Your task: Please put the records below, from the line with "Mark the calm" to the line with "point(303, 755)", both included, into a two-column CSV with the columns input and output. Give one row per record, with its text under input and its answer under output, each in a single quoted field and with line breaks replaced by spaces.
##### Materials provided #####
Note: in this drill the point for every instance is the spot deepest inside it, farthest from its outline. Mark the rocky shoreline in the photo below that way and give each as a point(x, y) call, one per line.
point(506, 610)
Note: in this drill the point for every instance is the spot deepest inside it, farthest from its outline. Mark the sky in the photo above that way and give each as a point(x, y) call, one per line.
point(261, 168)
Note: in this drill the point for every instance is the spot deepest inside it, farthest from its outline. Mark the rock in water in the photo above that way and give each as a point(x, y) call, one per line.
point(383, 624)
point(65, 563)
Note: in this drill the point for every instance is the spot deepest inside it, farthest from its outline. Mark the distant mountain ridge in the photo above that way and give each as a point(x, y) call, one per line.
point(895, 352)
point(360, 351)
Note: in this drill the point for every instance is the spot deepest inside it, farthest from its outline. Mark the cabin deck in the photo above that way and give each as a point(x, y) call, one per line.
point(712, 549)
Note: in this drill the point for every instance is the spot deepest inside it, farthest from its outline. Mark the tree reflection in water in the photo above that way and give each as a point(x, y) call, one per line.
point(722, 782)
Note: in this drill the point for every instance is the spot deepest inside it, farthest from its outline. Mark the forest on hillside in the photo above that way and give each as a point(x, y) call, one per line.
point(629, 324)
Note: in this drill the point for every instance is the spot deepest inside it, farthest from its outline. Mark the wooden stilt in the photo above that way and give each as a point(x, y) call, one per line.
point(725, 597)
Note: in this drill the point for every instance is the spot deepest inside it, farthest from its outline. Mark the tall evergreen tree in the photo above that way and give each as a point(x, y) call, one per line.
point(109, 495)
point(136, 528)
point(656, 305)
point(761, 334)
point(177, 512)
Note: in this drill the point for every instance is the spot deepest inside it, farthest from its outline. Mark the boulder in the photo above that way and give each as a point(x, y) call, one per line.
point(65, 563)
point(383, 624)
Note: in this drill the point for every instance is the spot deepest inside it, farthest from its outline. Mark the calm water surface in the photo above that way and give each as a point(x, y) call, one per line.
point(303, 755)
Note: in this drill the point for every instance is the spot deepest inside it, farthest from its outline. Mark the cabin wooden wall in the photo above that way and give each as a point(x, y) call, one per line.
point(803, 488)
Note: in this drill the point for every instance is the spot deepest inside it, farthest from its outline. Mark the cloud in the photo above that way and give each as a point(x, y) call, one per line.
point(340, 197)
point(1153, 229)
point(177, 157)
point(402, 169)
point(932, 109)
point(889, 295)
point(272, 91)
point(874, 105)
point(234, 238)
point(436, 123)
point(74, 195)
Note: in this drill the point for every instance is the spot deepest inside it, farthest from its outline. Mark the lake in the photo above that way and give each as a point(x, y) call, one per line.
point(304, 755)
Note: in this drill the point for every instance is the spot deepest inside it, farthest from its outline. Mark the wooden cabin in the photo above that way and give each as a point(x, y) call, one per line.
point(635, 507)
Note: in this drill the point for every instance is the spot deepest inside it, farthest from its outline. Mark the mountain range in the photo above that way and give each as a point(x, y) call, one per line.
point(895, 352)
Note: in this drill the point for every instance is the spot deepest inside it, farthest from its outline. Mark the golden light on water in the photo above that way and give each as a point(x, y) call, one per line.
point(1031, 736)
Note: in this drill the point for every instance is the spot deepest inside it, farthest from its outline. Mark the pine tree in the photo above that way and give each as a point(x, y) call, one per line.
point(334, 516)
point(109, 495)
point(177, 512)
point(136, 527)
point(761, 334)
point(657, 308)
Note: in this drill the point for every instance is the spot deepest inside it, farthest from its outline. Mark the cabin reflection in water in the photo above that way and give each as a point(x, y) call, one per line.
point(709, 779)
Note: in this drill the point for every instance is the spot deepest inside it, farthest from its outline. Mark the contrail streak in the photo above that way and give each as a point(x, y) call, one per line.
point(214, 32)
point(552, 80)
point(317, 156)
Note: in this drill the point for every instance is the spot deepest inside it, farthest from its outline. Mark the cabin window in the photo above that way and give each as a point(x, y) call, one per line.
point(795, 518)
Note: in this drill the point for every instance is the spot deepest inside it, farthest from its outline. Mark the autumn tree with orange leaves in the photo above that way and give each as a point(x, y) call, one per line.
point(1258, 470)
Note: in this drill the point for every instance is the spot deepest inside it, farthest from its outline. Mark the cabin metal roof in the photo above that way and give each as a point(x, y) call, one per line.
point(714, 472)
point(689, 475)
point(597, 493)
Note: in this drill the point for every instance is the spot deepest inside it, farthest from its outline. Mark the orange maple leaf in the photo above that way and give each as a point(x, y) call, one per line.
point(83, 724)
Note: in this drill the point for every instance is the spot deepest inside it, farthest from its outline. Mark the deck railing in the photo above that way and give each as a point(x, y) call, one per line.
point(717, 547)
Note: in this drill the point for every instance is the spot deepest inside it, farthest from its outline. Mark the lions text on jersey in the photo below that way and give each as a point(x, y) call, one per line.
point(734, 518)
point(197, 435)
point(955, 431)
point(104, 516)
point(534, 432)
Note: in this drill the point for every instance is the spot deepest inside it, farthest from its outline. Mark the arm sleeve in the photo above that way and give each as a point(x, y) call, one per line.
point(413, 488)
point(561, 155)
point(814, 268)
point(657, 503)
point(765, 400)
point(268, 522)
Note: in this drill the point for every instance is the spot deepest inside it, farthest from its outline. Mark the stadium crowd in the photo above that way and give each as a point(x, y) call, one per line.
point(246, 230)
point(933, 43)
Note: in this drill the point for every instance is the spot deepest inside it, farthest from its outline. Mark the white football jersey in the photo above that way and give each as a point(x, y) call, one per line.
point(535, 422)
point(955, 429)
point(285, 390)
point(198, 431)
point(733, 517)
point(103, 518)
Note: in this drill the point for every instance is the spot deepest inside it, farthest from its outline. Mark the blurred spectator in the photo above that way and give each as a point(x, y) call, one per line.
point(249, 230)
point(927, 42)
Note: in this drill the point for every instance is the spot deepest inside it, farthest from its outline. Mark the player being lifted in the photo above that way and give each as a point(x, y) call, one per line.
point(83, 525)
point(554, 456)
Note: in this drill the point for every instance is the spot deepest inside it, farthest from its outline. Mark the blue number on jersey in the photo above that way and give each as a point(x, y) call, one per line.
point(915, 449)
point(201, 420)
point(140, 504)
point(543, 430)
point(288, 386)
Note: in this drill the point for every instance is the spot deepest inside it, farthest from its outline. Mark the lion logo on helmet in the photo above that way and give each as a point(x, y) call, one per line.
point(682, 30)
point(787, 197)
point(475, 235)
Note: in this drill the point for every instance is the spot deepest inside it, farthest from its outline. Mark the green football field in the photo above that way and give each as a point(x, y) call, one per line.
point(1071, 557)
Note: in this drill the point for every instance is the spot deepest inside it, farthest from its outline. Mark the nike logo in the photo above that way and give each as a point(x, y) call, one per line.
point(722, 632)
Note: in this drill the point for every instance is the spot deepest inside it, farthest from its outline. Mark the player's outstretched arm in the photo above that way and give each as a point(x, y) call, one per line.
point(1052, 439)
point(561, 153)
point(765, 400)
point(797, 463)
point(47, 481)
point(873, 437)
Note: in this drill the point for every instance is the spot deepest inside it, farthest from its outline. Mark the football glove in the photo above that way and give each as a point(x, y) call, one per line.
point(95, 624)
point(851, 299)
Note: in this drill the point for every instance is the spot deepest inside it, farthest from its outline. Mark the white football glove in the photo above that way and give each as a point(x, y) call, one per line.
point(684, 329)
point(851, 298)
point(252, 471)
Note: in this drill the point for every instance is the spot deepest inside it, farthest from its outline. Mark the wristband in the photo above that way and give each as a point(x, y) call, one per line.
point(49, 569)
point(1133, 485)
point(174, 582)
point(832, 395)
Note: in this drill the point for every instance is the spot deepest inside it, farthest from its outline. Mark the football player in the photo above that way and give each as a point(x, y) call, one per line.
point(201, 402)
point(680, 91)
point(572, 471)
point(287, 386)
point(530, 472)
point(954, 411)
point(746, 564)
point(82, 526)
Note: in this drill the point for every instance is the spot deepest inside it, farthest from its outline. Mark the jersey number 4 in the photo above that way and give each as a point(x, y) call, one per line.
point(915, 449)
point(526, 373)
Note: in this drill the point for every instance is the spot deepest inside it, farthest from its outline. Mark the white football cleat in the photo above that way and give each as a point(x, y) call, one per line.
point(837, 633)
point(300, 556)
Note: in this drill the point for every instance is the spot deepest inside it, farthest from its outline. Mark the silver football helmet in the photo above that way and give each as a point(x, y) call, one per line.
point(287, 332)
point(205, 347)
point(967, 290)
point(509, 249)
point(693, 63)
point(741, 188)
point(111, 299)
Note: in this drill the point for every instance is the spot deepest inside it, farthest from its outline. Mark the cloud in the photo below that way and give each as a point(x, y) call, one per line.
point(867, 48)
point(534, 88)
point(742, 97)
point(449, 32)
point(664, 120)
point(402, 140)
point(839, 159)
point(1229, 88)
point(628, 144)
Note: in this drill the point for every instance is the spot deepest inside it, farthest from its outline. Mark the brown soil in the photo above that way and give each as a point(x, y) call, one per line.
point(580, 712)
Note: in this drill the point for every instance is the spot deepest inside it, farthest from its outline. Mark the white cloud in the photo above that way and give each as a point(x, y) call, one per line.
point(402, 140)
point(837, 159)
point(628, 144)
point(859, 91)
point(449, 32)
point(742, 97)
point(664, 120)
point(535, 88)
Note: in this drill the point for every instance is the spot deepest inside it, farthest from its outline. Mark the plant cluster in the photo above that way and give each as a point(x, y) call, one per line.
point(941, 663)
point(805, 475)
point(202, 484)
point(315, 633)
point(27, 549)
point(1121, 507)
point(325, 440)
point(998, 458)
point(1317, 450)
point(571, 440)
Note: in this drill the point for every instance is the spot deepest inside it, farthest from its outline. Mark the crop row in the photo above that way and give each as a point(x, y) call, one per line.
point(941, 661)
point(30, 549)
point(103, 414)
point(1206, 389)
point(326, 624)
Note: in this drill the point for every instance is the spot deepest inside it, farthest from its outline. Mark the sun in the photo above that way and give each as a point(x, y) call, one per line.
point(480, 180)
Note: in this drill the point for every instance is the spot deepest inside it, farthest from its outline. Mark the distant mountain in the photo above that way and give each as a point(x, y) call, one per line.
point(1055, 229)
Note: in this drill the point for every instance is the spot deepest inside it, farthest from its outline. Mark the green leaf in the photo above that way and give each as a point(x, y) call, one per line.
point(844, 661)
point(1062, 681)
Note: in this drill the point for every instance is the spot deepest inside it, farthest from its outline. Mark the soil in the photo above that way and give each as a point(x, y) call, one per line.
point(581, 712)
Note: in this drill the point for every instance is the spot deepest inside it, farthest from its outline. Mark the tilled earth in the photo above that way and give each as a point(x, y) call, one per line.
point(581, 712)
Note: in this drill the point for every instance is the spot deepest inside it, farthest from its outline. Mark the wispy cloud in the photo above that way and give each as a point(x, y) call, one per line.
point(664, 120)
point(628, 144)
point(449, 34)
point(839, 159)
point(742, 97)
#####
Complete answer:
input,output
"Note: in this drill the point for every instance is the spot deepest inside it, farthest from its outline. Mark the calm water surface in the photo above that way and give each as a point(x, y) call, one per line.","point(303, 755)"